> SUPPLIED PASSAGE:
PROFESSOR
Harvard Law School
Photo: Harvard Law School
By Jennifer Landree
As yield-spread premiums (YSPs) face greater government scrutiny, some groups have proposed
more regulation. Others want to abolish them entirely. We talked with Harvard professor Howell
E. Jackson, who studies financial regulation and consumer protection, about compensation
practices and the future of regulation and the housing market.
You’ve been critical of brokers receiving YSPs. What is the biggest problem with them, in
your view? Nondisclosure. I don’t think anybody defends the use of compensation that’s not
disclosed. Certainly, there have been cases of firms that have not been straightforward in their
disclosure of YSP compensation. Also, [the U.S. Department of Housing and Urban Development
(HUD)] has permitted for many years a very confusing form of disclosure described as “paid
outside of closing,” which most borrowers don’t understand comes from them.
Part of the more general problem is consumers just have a difficult time understanding the
economic significance of payments that are made on a monthly basis.
How can brokers, legislators and consumers come to a compromise on YSPs and
compensation for mortgage brokers? The trend that both the Federal Reserve Board and HUD
are looking at is clear disclosures upfront of the amount of compensation that the originator will
receive, with the dollar signs in current terms that are clear and agreed to before the borrower is
locked into an arrangement.
What problems would you say still exist with how compensation is regulated? The chief problem
is how you treat equally different distribution channels: direct lenders as opposed to originators.
It’s important that the solution be comprehensive and covers both channels. There are ways of
developing shadow-pricing of the wholesale value of a loan that would yield an implicit YSP for
direct lenders that could be used to get similar disclosure for all distribution venues. That’s the
trick, imposing equal disclosures and ethics for brokers and direct lenders, and that’s the regulatory
challenge that still hasn’t been worked out.

> ACTIONS TO TAKE:
1. List every question the interviewer puts to Howell E. Jackson in the interview on yield-spread premiums, quoting each in full.
2. Answer these questions from the interview on yield-spread premiums.
(a) What does Jackson name as the biggest problem with YSPs?
(b) What confusing form of disclosure has HUD permitted for many years?
(c) What does Jackson call the chief problem with how compensation is regulated?
3. Resume the interview on yield-spread premiums, picking up right after its final sentence.

> DATA ENTRIES:
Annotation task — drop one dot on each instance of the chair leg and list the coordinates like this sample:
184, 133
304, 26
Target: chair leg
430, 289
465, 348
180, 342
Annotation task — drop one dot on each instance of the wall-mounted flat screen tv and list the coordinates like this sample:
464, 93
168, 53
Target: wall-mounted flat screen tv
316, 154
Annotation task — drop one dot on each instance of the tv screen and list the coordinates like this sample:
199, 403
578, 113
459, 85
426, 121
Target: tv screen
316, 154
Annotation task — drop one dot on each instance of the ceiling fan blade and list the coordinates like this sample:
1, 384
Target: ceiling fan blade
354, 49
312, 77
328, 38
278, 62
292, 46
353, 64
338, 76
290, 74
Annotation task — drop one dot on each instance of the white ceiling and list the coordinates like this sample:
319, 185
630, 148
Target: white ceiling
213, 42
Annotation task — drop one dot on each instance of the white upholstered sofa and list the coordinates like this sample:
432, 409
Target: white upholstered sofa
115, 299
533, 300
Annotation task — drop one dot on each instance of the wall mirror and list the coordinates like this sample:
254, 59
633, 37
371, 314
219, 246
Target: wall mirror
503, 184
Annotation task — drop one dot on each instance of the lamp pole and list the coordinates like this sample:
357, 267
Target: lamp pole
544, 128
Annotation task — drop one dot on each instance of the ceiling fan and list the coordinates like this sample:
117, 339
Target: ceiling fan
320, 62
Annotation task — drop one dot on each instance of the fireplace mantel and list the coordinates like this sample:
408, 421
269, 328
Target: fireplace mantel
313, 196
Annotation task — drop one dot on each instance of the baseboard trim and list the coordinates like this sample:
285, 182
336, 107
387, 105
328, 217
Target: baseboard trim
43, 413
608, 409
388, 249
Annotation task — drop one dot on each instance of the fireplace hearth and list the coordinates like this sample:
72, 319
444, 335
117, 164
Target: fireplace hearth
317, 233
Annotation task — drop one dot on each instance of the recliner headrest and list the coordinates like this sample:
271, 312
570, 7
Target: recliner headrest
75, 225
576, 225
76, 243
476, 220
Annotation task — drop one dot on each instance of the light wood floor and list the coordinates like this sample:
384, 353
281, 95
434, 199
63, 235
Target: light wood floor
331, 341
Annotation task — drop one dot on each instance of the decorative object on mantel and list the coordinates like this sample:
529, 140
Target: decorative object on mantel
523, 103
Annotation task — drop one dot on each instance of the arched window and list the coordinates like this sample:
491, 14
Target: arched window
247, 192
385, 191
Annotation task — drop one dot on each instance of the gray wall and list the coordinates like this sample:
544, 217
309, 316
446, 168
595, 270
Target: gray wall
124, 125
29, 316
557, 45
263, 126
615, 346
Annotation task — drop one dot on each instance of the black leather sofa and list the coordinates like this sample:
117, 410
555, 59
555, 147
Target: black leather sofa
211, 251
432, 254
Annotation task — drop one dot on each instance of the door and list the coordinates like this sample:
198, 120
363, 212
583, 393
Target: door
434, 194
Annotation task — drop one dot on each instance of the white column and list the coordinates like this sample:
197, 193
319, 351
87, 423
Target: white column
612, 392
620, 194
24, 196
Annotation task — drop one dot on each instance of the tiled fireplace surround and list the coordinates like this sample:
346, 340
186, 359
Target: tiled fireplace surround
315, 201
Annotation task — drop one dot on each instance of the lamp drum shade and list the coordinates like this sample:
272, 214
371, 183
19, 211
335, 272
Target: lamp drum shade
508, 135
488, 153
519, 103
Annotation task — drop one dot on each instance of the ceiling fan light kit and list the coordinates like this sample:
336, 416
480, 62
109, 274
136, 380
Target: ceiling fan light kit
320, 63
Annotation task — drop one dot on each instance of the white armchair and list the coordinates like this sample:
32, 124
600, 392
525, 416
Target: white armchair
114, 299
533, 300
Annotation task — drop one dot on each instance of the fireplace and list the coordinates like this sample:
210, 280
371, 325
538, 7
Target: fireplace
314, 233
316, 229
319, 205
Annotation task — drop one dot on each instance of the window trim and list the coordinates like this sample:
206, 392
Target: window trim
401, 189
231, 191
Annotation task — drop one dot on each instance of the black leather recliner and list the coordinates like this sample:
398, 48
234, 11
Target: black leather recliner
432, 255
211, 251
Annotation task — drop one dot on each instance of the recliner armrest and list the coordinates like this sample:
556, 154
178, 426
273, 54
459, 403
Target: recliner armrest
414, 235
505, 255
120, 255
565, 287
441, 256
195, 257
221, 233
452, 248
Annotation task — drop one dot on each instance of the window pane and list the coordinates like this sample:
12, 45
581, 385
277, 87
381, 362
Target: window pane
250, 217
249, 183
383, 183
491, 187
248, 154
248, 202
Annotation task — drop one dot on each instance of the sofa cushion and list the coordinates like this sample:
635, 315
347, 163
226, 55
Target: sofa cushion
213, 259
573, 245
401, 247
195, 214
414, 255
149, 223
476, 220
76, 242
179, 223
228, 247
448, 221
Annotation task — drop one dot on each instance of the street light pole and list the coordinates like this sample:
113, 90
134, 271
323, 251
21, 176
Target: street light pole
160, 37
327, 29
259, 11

> ANSWER SET:
1.
You’ve been critical of brokers receiving YSPs. What is the biggest problem with them, in your view?
How can brokers, legislators and consumers come to a compromise on YSPs and compensation for mortgage brokers?
What problems would you say still exist with how compensation is regulated?

2.
(a) Nondisclosure.
(b) Disclosure described as “paid outside of closing.”
(c) How to treat different distribution channels equally: direct lenders as opposed to originators.

3.
The truth of the matter is that [mortgages] are a valuable distribution mechanism. There should be
a way to have relatively low-cost origination agencies and broker vehicles, like the industry provides.
It just has to be done in a way that consumers understand and that is not rife with conflicts.
What should the Obama administration do to reform and invigorate the housing market?
The new administration has to deal with some conflicting impulses. It needs to get home financing
going again, and [Fannie Mae and Freddie Mac] are going to continue to play a big role. But we
also need to get the private side working again. Whether [the vehicle is] going to be traditional
mortgage-backed securities, securitization processes, something more like the covered bond
schemes of Europe or something new entirely remains to be seen.
What’s your outlook for this year, overall? I hope that we can begin to stabilize the housing
markets. It’s reasonable to expect that the government is going to have a very large role in that
process. But hopefully 2009 will be a year of substantial modifications, with the restoration of
more traditional private financing. The backlog of distressed loans has got to be the top priority,
and the new financings will come after that.
Jennifer Landree is a Seattle-area freelance writer. For questions or comments, e-mail articles@scotsmanguide.com.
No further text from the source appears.